--- START ---

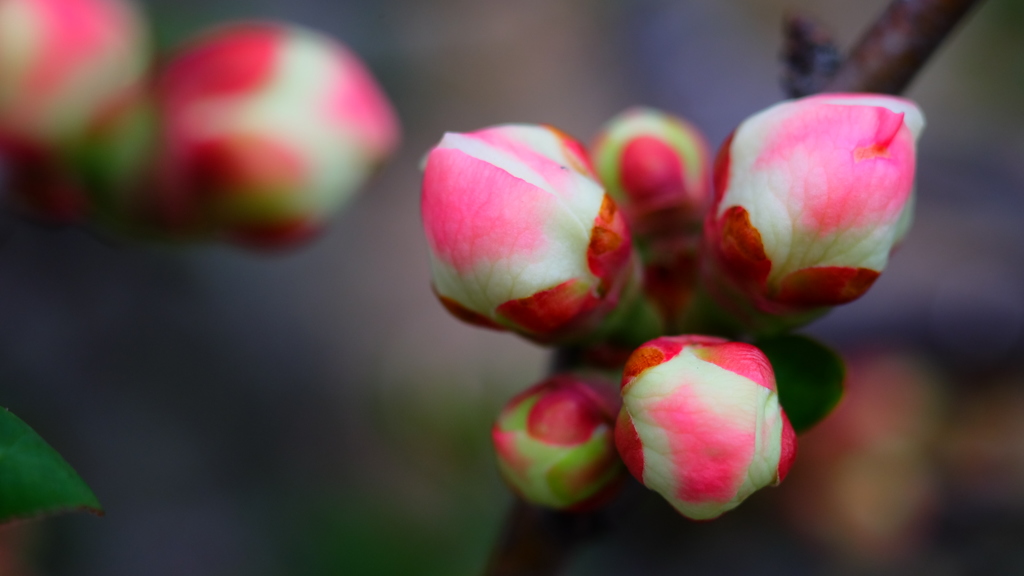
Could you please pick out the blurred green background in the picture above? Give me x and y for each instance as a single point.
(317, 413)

--- END ---
--- START ---

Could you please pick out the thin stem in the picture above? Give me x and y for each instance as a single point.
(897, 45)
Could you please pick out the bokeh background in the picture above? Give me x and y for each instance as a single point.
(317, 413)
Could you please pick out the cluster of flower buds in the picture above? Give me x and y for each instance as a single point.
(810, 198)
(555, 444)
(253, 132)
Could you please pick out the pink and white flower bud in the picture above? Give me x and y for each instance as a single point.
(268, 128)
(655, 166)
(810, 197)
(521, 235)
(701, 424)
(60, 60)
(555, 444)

--- END ---

The request –
Locate each line of the data above that contains the word "Give" and copy those lines. Capitalization must match.

The completed task –
Could you please pick out the blurred green background in the picture above? Give me x and y for each instance as a single point.
Could you please pick out the thin stem in the picture above? Give me x and y for each instance as a single point.
Could you please pick out the bokeh background in the picture above? Give me x and y for each instance as a single point.
Could you please pick out the cluster of flower buds in the picture above? Give me x and y for each instance as a single point.
Could you please pick out the pink and white flower bud in the picture above? Give me x and y for each instance as a single point.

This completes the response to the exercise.